(Rows of an object-pointing dataset)
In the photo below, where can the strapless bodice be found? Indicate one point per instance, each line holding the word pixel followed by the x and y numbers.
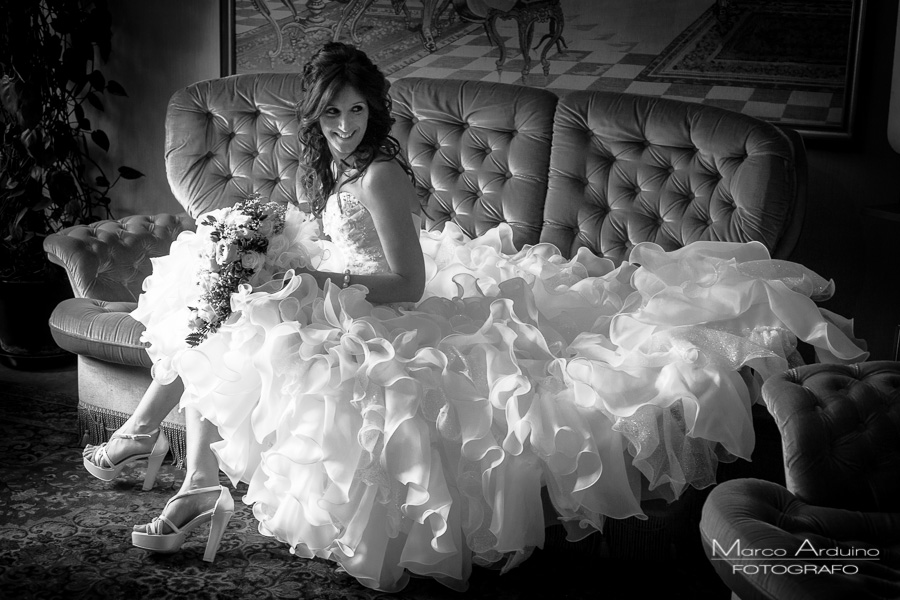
pixel 350 227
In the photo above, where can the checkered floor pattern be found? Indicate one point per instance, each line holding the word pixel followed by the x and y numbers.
pixel 594 57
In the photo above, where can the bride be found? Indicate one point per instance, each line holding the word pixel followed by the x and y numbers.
pixel 395 400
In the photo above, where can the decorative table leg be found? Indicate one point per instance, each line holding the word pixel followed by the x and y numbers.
pixel 400 6
pixel 315 22
pixel 366 5
pixel 491 27
pixel 260 5
pixel 315 8
pixel 557 22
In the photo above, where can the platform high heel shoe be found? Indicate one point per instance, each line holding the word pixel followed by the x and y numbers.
pixel 218 518
pixel 95 457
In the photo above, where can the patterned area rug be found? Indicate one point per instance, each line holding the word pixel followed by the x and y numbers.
pixel 390 39
pixel 66 535
pixel 772 44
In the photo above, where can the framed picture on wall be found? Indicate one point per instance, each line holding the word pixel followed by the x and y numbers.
pixel 794 63
pixel 281 35
pixel 791 62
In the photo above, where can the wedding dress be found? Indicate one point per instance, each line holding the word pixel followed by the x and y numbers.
pixel 417 438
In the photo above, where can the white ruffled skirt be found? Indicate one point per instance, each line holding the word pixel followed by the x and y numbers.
pixel 398 440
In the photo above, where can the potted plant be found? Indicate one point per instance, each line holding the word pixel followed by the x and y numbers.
pixel 50 57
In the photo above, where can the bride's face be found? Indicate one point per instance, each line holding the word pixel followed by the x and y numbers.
pixel 344 122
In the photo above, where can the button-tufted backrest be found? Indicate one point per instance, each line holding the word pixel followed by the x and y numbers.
pixel 628 169
pixel 229 137
pixel 480 152
pixel 840 428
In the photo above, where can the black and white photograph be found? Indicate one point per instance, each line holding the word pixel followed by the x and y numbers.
pixel 445 299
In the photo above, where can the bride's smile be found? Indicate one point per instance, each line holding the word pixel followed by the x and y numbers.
pixel 344 122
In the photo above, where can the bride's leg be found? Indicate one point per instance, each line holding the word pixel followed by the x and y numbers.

→ WHAT NEEDS TO BE DONE: Turn the lines of the records above into a numbered list, starting at the line containing "In the photo above, where can the bride's face" and ending at the line containing "pixel 840 428". Include only those lines and leave out any blank ones.

→ ANSWER TO THIS TASK:
1. In the photo above, where can the bride's face be found? Indicate one point per instance, each line holding the word pixel followed by the x and y numbers.
2. pixel 344 122
3. In the photo above, where can the button-tufted backrest be found? Indicate one point per instance, each line holding the word pixel followed by the x and y numbers.
4. pixel 628 169
5. pixel 229 137
6. pixel 480 152
7. pixel 840 428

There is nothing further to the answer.